▸ INPUT MATERIAL:
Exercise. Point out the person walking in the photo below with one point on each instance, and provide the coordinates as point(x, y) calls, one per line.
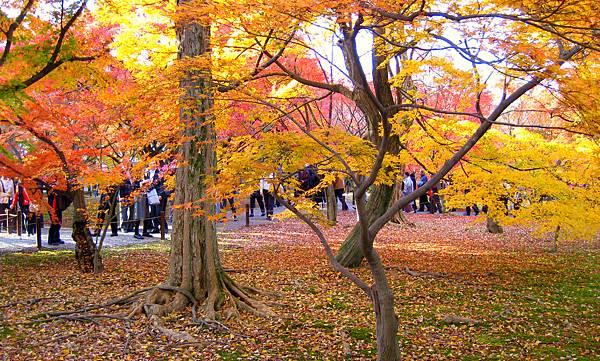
point(338, 189)
point(255, 197)
point(58, 203)
point(265, 186)
point(20, 203)
point(407, 188)
point(126, 204)
point(423, 199)
point(7, 190)
point(141, 209)
point(106, 208)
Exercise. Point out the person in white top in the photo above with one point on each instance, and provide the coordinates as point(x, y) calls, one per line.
point(7, 190)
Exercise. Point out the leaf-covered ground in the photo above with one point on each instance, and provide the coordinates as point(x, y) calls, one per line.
point(530, 303)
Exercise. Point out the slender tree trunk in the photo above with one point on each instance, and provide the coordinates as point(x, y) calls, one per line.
point(350, 253)
point(386, 323)
point(85, 248)
point(383, 305)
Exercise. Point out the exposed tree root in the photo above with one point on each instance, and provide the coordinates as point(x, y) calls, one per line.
point(156, 302)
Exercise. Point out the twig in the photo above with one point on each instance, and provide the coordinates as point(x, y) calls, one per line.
point(30, 302)
point(120, 301)
point(59, 338)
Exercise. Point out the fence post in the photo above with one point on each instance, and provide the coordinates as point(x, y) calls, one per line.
point(38, 230)
point(163, 222)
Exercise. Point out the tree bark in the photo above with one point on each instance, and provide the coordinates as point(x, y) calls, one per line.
point(350, 253)
point(85, 248)
point(331, 204)
point(195, 272)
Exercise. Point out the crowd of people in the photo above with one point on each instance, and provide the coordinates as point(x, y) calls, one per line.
point(430, 201)
point(142, 203)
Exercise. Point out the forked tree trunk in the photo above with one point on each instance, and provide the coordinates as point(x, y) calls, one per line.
point(350, 253)
point(194, 268)
point(382, 297)
point(85, 248)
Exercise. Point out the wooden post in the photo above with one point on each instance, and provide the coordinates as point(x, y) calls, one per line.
point(163, 222)
point(19, 222)
point(247, 215)
point(38, 230)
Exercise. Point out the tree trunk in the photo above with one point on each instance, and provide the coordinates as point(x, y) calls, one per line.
point(85, 248)
point(331, 204)
point(383, 305)
point(195, 272)
point(350, 253)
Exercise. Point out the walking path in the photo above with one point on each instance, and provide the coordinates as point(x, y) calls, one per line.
point(13, 243)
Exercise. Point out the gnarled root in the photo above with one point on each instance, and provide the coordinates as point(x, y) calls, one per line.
point(230, 298)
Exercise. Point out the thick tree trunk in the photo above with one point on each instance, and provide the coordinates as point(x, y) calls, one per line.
point(85, 248)
point(194, 264)
point(350, 253)
point(195, 272)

▸ OBJECTIVE: Render every line of the listing above as a JSON list of strings, one string per line, with blank lines left out. Omit the picture.

▸ SOLVED PROBLEM:
[
  "Exercise. Point out the person walking in the photo below with one point on each instance, and provide the coordinates as point(x, y) calls, one per line.",
  "point(338, 189)",
  "point(255, 197)",
  "point(58, 203)",
  "point(265, 186)",
  "point(20, 203)",
  "point(407, 188)",
  "point(126, 204)",
  "point(423, 199)",
  "point(7, 190)",
  "point(141, 209)",
  "point(106, 208)",
  "Exercise. Point out the person in white top in the photo above with one point on each instance, and provide the coordinates as point(x, y) calls, one per line.",
  "point(7, 190)",
  "Exercise. Point out the leaf-covered ground in the photo above with one point on each instance, and provide the coordinates as point(x, y) calls, one per line.",
  "point(530, 303)",
  "Exercise. Point out the slender tree trunk in the photo above with one point on each instance, and provide the coordinates as point(x, y) calls, one per line.",
  "point(350, 253)",
  "point(386, 323)",
  "point(85, 248)",
  "point(383, 305)",
  "Exercise. Point out the exposed tree root in the photo above with one point on each instance, and provide the coordinates as point(x, y) calls, one per line.",
  "point(156, 302)",
  "Exercise. Point out the twig in the photo above with one point on each instance, and provide the coordinates as point(x, y) calls, one per line.",
  "point(30, 302)",
  "point(120, 301)",
  "point(59, 338)",
  "Exercise. Point out the fence post in the photo above with one point on each instance, and provide the coordinates as point(x, y) calls, one per line.",
  "point(38, 230)",
  "point(163, 222)",
  "Exercise. Point out the tree bark in the photo above with one point on each instance, and provide the coordinates as point(x, y) calls, one per line.",
  "point(350, 253)",
  "point(85, 248)",
  "point(331, 204)",
  "point(195, 272)",
  "Exercise. Point out the crowd of people in the photo above with one point on each instance, and provide the coordinates as point(x, y) calls, one per line.",
  "point(430, 201)",
  "point(142, 203)",
  "Exercise. Point out the forked tree trunk in the photo above with one point on each instance, and provide the coordinates as point(x, y) calls, one per line.",
  "point(350, 253)",
  "point(194, 268)",
  "point(382, 297)",
  "point(85, 248)",
  "Exercise. Point out the wooden post in the photo above with one point on each instance, and provide the coordinates as point(x, y) calls, one per line.",
  "point(163, 222)",
  "point(19, 222)",
  "point(247, 215)",
  "point(38, 230)",
  "Exercise. Point out the tree trunk in the photo above with one point on each instance, and provide the coordinates as point(x, y) calls, one per line.",
  "point(85, 248)",
  "point(331, 204)",
  "point(383, 305)",
  "point(195, 272)",
  "point(350, 253)",
  "Exercise. Point out the walking path in the photo above with one point on each instance, and provide the coordinates as point(x, y) calls, one per line.",
  "point(13, 243)",
  "Exercise. Point out the gnarled root in the photo above with one point on each instance, and provide the coordinates as point(x, y) calls, one per line.",
  "point(230, 298)",
  "Exercise. Point out the thick tree trunk in the photo above with one point on each instance, and provide the coordinates as point(x, y) calls, one per line.",
  "point(85, 248)",
  "point(194, 264)",
  "point(350, 253)",
  "point(195, 272)"
]